* _Passage_
####
Virtue, Discipline and Self-Control
September 20th, 2008 by Vicki BakerReductive religion is just as objectionable as reductive science, and for the same reason: Reality is large, and our minds are small
-Wendell Berry, The Burden of the Gospels
Regulars know that our particular corner of the blogosphere, already hazardous enough (see name), has recently been hit by a juggernaut of rhetoric whose driver is under the influence of a kind of intoxication of certainty. While I understand that almost everyone is tired of the debate, I’d like to say that in some ways I recognize the embattled feeling he communicates so vividly.
I think any of us who are parents and who try to instill in our children skills of self-control, responsibility, and compassion, feel that we are swimming against the tide of the whole culture. I want my daughter to realize that she has value and worth beyond sexual attractiveness, but I face a culture that glorifies pimps and hos and pornstars - a culture, in short that views sex as a commodity. I want her to have self-control and the ability to delay gratification, but the culture says “Grab it now. You deserve it!”
####
* _Goals_
1. Reproduce the post word for word from "Virtue, Discipline and" up to and including "communicates so vividly.".
2. According to the post, which three skills do parents try to instill in their children?

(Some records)
####
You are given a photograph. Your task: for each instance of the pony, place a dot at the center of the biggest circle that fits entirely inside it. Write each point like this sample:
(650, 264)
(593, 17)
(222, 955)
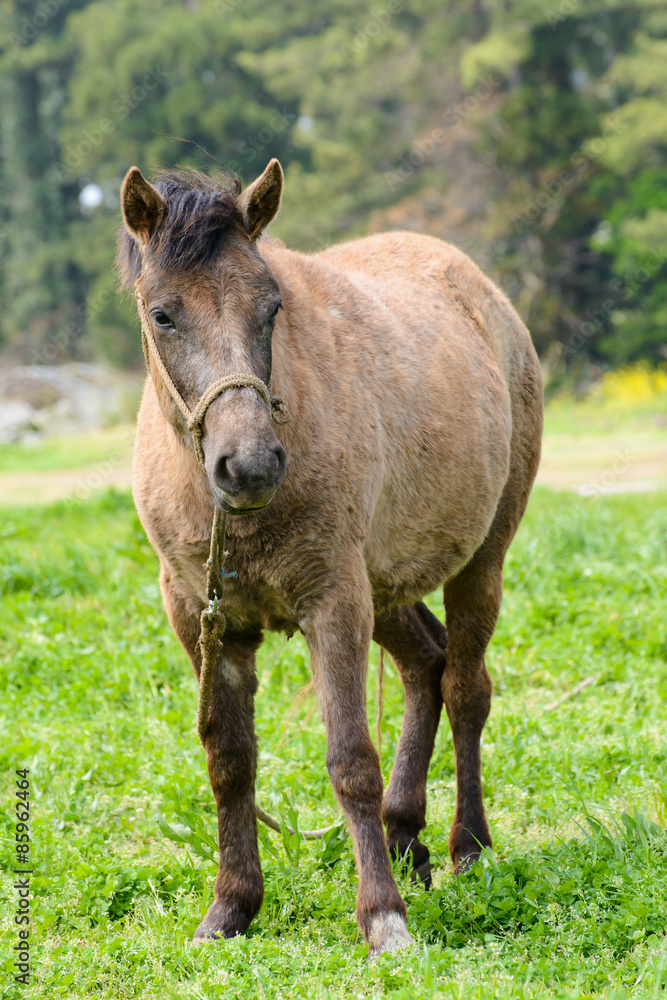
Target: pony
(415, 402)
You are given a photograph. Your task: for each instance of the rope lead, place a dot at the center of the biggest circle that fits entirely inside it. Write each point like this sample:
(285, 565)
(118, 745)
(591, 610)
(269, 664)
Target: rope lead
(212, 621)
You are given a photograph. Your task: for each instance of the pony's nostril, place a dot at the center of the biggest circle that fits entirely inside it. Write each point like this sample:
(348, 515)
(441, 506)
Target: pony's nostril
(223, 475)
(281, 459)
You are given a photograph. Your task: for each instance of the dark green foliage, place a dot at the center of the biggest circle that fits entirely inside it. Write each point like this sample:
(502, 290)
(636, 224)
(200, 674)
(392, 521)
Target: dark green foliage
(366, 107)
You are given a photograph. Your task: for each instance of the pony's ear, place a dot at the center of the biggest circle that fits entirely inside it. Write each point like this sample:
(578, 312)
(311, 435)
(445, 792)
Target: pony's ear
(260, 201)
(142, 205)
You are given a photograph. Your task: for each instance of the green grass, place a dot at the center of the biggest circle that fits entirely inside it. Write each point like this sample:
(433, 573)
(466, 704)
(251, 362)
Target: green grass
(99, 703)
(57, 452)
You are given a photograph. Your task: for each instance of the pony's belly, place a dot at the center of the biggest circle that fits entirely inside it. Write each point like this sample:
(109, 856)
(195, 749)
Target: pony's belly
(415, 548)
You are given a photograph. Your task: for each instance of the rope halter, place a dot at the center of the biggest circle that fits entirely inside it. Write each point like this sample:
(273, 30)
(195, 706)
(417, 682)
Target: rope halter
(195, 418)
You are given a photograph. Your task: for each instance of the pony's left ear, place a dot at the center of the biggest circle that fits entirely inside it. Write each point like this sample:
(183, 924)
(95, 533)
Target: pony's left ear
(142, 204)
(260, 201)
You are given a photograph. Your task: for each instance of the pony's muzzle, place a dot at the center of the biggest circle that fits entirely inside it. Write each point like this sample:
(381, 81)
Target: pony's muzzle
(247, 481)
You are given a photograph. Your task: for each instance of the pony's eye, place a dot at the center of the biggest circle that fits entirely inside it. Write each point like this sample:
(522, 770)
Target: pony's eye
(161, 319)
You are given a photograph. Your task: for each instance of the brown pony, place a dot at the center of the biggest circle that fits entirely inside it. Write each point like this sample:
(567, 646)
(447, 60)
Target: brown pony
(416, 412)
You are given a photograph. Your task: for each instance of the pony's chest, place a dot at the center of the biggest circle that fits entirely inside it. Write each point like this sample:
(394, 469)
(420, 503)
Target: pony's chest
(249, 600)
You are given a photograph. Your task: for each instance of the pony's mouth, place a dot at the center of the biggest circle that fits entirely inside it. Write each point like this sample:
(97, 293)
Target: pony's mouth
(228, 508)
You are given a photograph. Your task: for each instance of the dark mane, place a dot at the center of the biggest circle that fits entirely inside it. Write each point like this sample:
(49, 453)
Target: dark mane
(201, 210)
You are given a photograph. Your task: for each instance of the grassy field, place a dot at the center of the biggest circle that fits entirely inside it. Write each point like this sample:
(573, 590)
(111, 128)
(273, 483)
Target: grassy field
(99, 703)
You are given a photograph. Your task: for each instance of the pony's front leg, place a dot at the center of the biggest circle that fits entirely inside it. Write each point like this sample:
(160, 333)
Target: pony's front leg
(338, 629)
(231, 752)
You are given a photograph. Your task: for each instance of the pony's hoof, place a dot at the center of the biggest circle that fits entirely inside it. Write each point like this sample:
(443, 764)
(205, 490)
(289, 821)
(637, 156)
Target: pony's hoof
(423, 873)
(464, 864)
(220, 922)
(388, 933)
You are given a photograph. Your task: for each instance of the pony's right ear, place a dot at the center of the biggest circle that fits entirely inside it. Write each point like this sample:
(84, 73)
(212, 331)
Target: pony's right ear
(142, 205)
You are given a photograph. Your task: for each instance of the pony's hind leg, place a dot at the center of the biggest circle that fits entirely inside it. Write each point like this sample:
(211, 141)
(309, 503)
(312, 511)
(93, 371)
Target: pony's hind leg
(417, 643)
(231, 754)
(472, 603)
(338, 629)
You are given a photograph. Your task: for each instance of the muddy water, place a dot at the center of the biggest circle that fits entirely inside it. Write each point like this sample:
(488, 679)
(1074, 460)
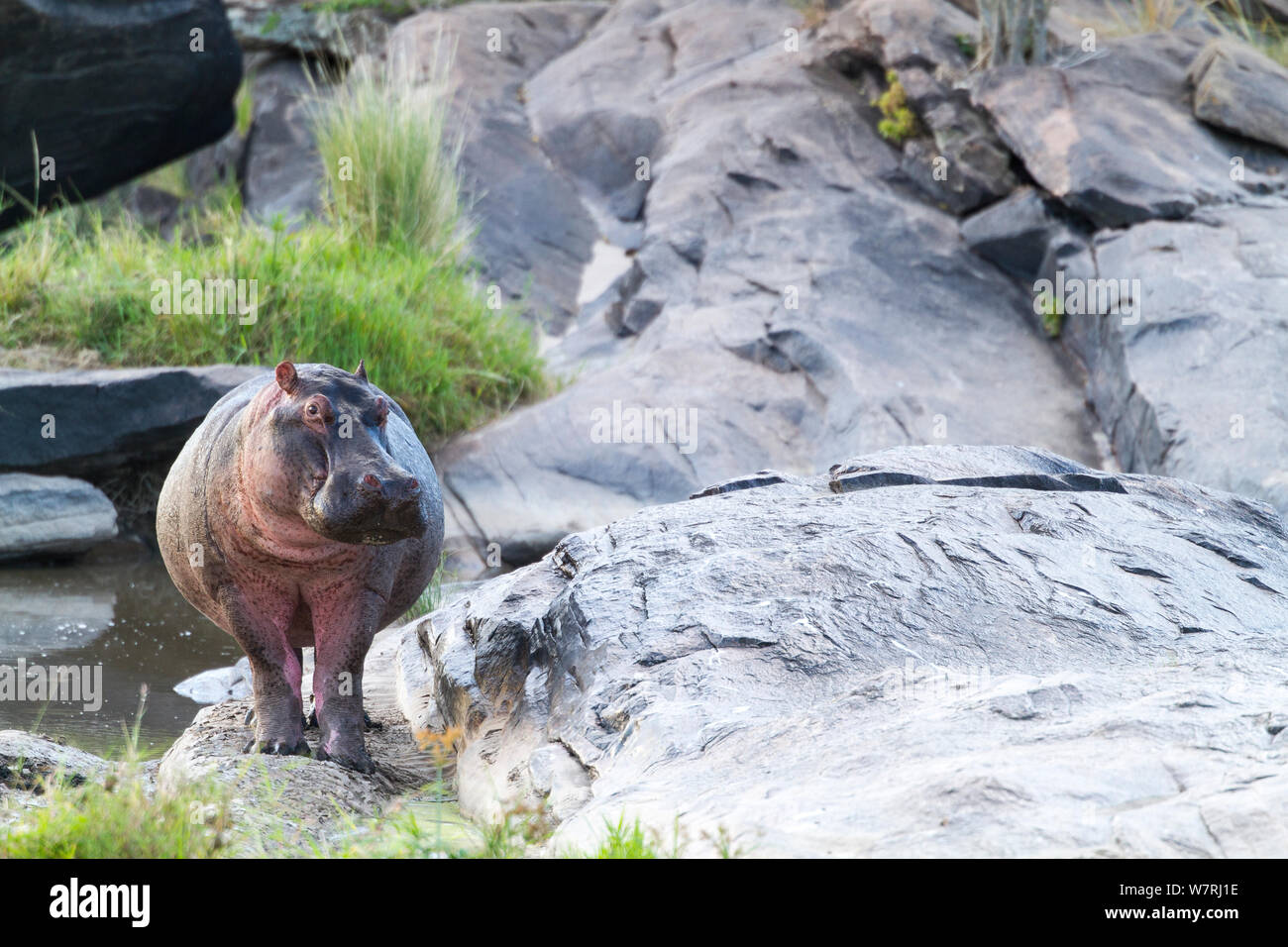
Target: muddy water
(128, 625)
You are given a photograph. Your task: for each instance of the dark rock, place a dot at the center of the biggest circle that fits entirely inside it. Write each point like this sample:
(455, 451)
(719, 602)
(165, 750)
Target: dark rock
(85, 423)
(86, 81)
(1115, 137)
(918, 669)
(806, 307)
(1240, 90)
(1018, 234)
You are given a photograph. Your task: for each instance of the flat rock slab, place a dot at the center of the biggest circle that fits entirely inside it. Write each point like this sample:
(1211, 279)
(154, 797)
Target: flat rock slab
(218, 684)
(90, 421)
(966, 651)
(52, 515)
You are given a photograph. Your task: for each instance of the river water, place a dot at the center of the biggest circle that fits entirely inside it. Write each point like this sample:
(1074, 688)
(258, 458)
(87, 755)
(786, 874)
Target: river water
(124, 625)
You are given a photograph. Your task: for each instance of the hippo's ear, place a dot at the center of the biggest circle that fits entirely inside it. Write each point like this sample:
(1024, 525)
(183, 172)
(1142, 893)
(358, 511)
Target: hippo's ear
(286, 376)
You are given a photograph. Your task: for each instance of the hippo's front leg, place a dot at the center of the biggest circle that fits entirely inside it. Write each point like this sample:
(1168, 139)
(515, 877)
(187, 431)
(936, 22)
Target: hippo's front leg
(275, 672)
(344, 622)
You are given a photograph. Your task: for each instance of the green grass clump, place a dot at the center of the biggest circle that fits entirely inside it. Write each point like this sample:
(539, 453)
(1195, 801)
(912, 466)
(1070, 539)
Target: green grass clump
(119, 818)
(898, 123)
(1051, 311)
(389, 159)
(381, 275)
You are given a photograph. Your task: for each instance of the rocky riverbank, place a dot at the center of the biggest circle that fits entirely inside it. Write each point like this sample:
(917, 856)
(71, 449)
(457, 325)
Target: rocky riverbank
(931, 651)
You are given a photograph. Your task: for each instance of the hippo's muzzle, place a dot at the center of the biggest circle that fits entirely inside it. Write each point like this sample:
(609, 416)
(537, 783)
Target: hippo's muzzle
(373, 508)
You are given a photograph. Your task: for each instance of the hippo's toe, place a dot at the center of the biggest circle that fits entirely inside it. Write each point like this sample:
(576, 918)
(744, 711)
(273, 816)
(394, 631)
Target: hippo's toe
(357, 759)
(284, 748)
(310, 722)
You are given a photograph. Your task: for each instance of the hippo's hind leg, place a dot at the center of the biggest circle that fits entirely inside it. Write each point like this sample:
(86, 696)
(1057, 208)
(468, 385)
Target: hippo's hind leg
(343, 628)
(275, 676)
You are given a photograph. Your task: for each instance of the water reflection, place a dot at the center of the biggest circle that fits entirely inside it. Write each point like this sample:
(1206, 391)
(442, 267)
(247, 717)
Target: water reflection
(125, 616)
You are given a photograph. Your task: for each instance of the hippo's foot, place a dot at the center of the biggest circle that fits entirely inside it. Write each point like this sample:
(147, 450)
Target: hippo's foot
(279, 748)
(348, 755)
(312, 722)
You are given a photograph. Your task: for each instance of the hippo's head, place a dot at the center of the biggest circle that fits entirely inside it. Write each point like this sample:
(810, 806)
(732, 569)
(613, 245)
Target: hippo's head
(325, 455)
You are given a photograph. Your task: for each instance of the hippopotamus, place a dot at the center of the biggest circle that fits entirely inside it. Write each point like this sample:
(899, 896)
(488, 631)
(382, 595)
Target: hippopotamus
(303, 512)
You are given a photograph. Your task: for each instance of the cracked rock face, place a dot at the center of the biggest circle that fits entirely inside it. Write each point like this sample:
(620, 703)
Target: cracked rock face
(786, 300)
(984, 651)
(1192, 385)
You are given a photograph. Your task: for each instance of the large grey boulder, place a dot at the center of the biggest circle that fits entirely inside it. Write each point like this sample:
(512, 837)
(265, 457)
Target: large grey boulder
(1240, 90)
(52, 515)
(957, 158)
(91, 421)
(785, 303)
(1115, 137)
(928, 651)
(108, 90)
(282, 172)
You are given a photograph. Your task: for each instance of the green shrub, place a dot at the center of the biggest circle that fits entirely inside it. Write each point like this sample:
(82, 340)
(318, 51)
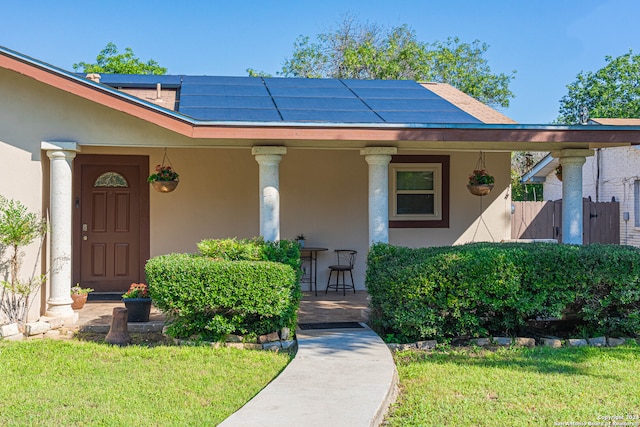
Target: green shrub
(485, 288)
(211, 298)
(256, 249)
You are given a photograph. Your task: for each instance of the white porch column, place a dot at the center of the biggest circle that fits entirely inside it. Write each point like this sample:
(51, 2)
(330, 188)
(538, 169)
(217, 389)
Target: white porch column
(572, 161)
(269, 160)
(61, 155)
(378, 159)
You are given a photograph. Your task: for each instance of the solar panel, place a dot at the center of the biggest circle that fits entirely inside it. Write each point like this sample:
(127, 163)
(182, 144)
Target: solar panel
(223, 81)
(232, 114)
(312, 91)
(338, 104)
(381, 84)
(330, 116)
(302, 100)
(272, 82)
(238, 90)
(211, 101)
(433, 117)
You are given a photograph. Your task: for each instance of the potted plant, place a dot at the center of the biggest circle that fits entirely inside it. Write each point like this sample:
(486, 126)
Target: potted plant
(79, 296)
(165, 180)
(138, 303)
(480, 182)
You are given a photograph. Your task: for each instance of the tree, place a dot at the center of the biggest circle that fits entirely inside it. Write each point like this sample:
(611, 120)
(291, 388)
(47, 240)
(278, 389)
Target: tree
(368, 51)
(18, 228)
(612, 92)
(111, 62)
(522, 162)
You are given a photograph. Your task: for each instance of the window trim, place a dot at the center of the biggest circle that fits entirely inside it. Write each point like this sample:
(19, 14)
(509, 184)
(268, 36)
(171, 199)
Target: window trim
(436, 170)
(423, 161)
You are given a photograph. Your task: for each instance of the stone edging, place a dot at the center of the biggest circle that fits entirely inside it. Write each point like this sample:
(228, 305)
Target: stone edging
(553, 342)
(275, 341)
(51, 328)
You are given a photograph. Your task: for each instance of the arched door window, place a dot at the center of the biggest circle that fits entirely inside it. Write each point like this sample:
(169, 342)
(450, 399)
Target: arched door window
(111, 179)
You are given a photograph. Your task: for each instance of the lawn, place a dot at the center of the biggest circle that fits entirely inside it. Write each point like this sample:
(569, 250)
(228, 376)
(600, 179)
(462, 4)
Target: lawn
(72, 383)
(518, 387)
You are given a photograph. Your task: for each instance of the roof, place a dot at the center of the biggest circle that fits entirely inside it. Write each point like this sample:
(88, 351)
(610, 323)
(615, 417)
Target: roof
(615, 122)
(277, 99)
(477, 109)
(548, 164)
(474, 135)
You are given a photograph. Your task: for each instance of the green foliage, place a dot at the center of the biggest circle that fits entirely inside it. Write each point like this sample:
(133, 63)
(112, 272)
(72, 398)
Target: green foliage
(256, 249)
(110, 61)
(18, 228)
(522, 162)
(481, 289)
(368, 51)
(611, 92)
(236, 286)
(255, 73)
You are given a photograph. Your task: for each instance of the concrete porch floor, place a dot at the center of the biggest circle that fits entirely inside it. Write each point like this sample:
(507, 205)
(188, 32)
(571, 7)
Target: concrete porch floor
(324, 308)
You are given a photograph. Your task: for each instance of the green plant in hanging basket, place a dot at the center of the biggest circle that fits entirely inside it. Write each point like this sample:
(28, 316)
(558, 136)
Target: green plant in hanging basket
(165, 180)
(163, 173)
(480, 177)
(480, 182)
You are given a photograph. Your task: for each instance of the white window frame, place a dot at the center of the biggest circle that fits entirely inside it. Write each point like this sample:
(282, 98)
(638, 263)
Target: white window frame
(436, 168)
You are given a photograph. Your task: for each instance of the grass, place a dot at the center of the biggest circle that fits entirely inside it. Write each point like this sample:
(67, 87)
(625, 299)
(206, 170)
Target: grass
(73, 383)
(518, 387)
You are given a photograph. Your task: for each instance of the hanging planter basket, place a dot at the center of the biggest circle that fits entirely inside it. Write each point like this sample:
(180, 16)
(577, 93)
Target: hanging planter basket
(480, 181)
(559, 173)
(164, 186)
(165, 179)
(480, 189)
####
* _Full answers_
1.
Virtue, Discipline and Self-Control
September 20th, 2008 by Vicki BakerReductive religion is just as objectionable as reductive science, and for the same reason: Reality is large, and our minds are small
-Wendell Berry, The Burden of the Gospels
Regulars know that our particular corner of the blogosphere, already hazardous enough (see name), has recently been hit by a juggernaut of rhetoric whose driver is under the influence of a kind of intoxication of certainty. While I understand that almost everyone is tired of the debate, I’d like to say that in some ways I recognize the embattled feeling he communicates so vividly.

2. Self-control, responsibility, and compassion.